:: Task details ::
Copy the material again, requests included, from the line containing "For each instance of the stone carving" through the end of the material. Scale every x and y coordinate in the answers by 1.55 and round each to a whole number, rounding halves up.

:: Records provided ::

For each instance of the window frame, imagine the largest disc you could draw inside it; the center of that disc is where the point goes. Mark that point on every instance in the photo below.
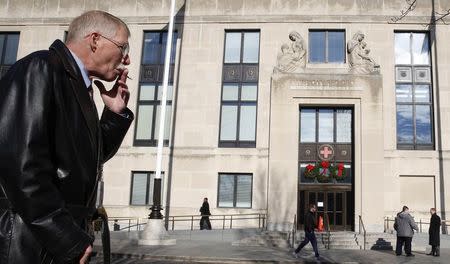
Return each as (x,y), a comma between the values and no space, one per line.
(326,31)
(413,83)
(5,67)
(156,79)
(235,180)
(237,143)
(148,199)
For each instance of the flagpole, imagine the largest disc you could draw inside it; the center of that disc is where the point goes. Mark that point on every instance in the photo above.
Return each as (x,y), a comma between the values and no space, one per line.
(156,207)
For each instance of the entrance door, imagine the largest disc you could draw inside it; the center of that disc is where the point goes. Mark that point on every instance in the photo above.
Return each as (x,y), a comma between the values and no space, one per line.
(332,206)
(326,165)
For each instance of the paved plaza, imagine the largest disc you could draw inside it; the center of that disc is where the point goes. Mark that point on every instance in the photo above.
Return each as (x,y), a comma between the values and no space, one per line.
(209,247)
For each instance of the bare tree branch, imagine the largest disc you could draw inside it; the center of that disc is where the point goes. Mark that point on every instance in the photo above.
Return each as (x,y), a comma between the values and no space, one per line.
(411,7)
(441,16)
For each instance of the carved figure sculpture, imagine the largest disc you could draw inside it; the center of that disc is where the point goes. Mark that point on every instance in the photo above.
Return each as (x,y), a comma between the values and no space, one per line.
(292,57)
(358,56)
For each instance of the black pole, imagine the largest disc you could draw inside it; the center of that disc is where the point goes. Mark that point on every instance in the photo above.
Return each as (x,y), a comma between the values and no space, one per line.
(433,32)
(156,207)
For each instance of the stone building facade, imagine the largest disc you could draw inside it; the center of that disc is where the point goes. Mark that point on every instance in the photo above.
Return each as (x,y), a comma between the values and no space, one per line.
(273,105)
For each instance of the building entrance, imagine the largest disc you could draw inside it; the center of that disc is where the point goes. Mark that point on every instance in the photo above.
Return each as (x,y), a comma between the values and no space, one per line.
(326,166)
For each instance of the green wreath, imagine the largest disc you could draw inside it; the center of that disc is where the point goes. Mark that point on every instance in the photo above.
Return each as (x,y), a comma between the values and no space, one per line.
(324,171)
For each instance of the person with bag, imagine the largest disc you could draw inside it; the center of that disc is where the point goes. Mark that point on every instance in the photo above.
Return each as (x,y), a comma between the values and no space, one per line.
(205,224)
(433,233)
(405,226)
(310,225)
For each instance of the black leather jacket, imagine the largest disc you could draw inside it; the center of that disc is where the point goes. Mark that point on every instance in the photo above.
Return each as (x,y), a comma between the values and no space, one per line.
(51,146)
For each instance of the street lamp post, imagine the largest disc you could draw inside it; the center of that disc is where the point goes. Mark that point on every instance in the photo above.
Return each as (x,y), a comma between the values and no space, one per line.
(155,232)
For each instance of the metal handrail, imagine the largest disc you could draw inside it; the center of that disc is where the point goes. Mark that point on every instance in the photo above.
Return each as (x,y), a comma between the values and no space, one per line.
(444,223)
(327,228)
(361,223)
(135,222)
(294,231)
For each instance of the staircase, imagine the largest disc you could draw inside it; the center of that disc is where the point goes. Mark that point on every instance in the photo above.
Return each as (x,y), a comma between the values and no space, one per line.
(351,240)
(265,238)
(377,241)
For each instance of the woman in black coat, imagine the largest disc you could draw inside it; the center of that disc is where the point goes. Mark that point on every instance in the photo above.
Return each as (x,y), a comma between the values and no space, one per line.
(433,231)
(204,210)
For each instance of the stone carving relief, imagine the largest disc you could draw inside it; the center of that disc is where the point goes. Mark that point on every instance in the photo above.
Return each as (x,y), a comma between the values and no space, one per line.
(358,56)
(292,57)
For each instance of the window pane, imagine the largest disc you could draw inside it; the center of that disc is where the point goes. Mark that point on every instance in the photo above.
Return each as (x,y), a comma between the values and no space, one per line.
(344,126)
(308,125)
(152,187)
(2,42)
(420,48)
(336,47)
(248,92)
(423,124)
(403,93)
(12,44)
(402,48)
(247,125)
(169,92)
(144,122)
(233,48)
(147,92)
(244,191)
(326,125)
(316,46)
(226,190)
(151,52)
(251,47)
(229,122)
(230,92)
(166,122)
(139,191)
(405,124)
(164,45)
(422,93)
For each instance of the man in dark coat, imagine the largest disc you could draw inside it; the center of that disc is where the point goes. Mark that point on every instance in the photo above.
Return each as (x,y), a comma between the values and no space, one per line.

:: Task answer ::
For each instance of the stone carving relief, imagine the largest disc you could draw inside it; the center of that disc is where the point goes. Mark that point on every instance in the photo above.
Return each as (x,y), a comma between the values and no space, one per line.
(555,87)
(453,88)
For each instance of the window pane, imagine the largest disc you could draw inside it; the center of that disc is where the point goes. Mark that point on every instance in the photo above.
Return each as (x,y), a comma between the values and no space, one per line.
(533,195)
(477,194)
(236,290)
(3,65)
(651,74)
(521,73)
(384,143)
(656,192)
(625,144)
(19,68)
(623,74)
(383,194)
(262,143)
(223,189)
(361,74)
(228,143)
(378,296)
(505,194)
(490,71)
(350,295)
(234,81)
(389,73)
(355,189)
(357,143)
(257,189)
(215,296)
(628,192)
(254,70)
(654,144)
For each instance of the man in dark coat, imagine the largest disc you could draw inside it; the center of that disc is where the point goes. Mark that point on every instance in the photo above.
Return each as (x,y), a comma between the values and no space, one per line.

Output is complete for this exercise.